Update all of the items below by replacing "integer pixel values" with "whole-number pixel coordinates" wherever it occurs, keeping everything else as it is.
— START OF INFORMATION SUPPLIED —
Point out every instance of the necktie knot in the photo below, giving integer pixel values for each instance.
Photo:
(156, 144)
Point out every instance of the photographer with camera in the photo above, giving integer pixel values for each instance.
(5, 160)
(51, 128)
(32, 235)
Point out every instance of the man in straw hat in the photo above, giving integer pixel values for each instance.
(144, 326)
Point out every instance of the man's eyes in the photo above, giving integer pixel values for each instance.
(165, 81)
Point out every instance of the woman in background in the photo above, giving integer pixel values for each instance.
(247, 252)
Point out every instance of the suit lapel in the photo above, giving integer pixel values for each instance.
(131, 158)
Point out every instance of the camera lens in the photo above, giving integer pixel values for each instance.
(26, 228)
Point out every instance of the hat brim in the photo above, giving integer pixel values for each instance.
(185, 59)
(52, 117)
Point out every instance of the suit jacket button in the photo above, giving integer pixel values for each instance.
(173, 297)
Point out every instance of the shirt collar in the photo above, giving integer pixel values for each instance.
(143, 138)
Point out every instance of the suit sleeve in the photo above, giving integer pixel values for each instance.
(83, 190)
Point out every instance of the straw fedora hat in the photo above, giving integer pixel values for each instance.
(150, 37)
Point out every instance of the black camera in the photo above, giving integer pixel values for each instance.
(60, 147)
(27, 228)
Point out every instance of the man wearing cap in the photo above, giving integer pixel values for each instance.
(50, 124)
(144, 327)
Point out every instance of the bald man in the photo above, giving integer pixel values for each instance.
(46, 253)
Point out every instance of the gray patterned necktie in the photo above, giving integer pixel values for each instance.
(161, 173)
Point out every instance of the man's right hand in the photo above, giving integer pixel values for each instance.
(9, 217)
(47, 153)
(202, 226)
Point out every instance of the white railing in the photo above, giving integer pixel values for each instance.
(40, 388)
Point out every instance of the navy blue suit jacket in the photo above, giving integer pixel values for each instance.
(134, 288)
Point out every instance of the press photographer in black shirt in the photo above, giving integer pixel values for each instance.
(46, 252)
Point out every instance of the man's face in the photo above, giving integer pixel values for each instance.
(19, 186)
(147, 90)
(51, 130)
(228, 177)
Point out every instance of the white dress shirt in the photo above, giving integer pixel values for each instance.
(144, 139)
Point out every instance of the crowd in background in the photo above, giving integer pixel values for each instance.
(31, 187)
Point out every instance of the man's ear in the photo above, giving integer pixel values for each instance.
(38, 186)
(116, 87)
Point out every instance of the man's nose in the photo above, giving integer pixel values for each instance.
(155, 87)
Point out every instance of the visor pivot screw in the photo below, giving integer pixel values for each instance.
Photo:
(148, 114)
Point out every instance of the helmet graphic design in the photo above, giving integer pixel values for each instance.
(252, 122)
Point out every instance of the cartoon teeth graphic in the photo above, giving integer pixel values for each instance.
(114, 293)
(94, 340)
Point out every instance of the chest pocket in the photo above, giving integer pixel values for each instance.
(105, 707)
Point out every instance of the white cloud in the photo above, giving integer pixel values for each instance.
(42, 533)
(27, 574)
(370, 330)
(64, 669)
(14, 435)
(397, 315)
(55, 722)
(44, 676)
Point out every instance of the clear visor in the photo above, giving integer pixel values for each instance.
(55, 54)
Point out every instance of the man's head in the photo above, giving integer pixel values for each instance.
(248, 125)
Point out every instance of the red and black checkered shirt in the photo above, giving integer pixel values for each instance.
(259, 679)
— END OF INFORMATION SUPPLIED —
▶ **TASK RESPONSE**
Point out every instance of the necktie knot in the photo below, giving whole-number pixel coordinates for each instance.
Photo:
(156, 144)
Point out every instance of the photographer with camera in the photo above, giving whole-number pixel coordinates for each instance.
(5, 160)
(51, 128)
(32, 235)
Point out every instance of the man in straw hat in the photo above, giving whole-number pixel coordinates for each instance.
(144, 326)
Point out every instance of the man's eyes in the photo above, giving whole-number pixel coordinates for each instance.
(165, 81)
Point out every instance of the woman in background in the photo above, giving whole-number pixel coordinates for each instance.
(247, 252)
Point out every instance of the suit lapel in the photo above, giving whole-number pixel coordinates for each instance.
(131, 158)
Point out every instance of the camera lens in the photo above, giving whole-number pixel coordinates for each instance.
(26, 228)
Point out every instance of the hat brim in the photo above, giving whole-number pixel coordinates for each instance.
(185, 59)
(52, 117)
Point out every instance of the suit jacket button in the photo above, giving whole-number pixel coordinates for each instance.
(173, 297)
Point out every instance of the shirt collar in the photo above, giving whole-number pixel coordinates for each instance.
(143, 138)
Point out every instance of the suit sleeve in the photo above, giving whole-number pixel coordinates for each instance.
(83, 190)
Point out every instance of the straw fedora hat in the photo above, giving whole-number pixel coordinates for each instance.
(150, 37)
Point out every instance of the black camera in the photo above, giving whole-number pixel coordinates for each instance.
(60, 147)
(27, 228)
Point out every instance of the man wearing cap in the photo above, giving whole-number pixel coordinates for each instance.
(50, 124)
(144, 327)
Point out every instance of the bald man in the photo above, giving whole-number pixel coordinates for each instance.
(46, 253)
Point out every instance of the gray patterned necktie in the photo above, giving whole-number pixel coordinates for each instance.
(161, 173)
Point out every instance of the man's right hand in the photo above, giving whole-number pixel coordinates for each instance.
(9, 217)
(47, 153)
(202, 226)
Point out every instance of the white railing in the photo above, giving whole-number pixel coordinates for each instance.
(40, 388)
Point out every instance of the navy blue suit jacket in the photo above, giving whole-number pixel coordinates for each instance.
(134, 288)
Point out every instance of the press photographer in black shirt in the photo above, giving whole-number pixel coordinates for each instance.
(46, 252)
Point out every instance of the man's face in the photo above, giving whole-number pixel coordinates for each instance.
(19, 186)
(147, 90)
(51, 130)
(228, 177)
Point out every instance of the white dress shirt in the photo above, giving whole-number pixel coordinates for each instance.
(144, 139)
Point out every instance of the crowd in background in the photo above, giving whole-number pixel coordinates for each instance.
(31, 187)
Point out every instance of the man's ear in the photo above, giving whole-number pixel coordinates for each instance.
(38, 186)
(116, 87)
Point out every instance of the man's nose in the photo above, giving whole-number pixel coordinates for each instance.
(155, 87)
Point out every instance of the visor pivot screw in the photo below, giving whole-number pixel coordinates for each instance.
Photo:
(148, 114)
Point out every instance of the helmet graphic design in the photo above, giving whole-number pixel coordinates for each instance.
(252, 122)
Point out every instance of the cartoon teeth graphic in the photo above, giving whole-number pixel coordinates for each instance.
(114, 293)
(94, 340)
Point out every instance of the chest pocket in the photo above, giving whole-number pixel coordinates for each instance.
(105, 707)
Point out every instance of the white cloud in the photo above, giving whole-number pixel coordinates for each instance.
(42, 533)
(27, 574)
(370, 330)
(64, 669)
(14, 435)
(397, 315)
(55, 722)
(44, 676)
Point out every instance of the clear visor in the photo above, giving whole-number pixel coordinates for each instance.
(55, 54)
Point out every instance of the man's head in the photo above, giving whole-number pixel coordinates for each instance.
(248, 125)
Point out every instance of the red and black checkered shirt in the photo above, giving whole-number pixel coordinates for each instance.
(259, 679)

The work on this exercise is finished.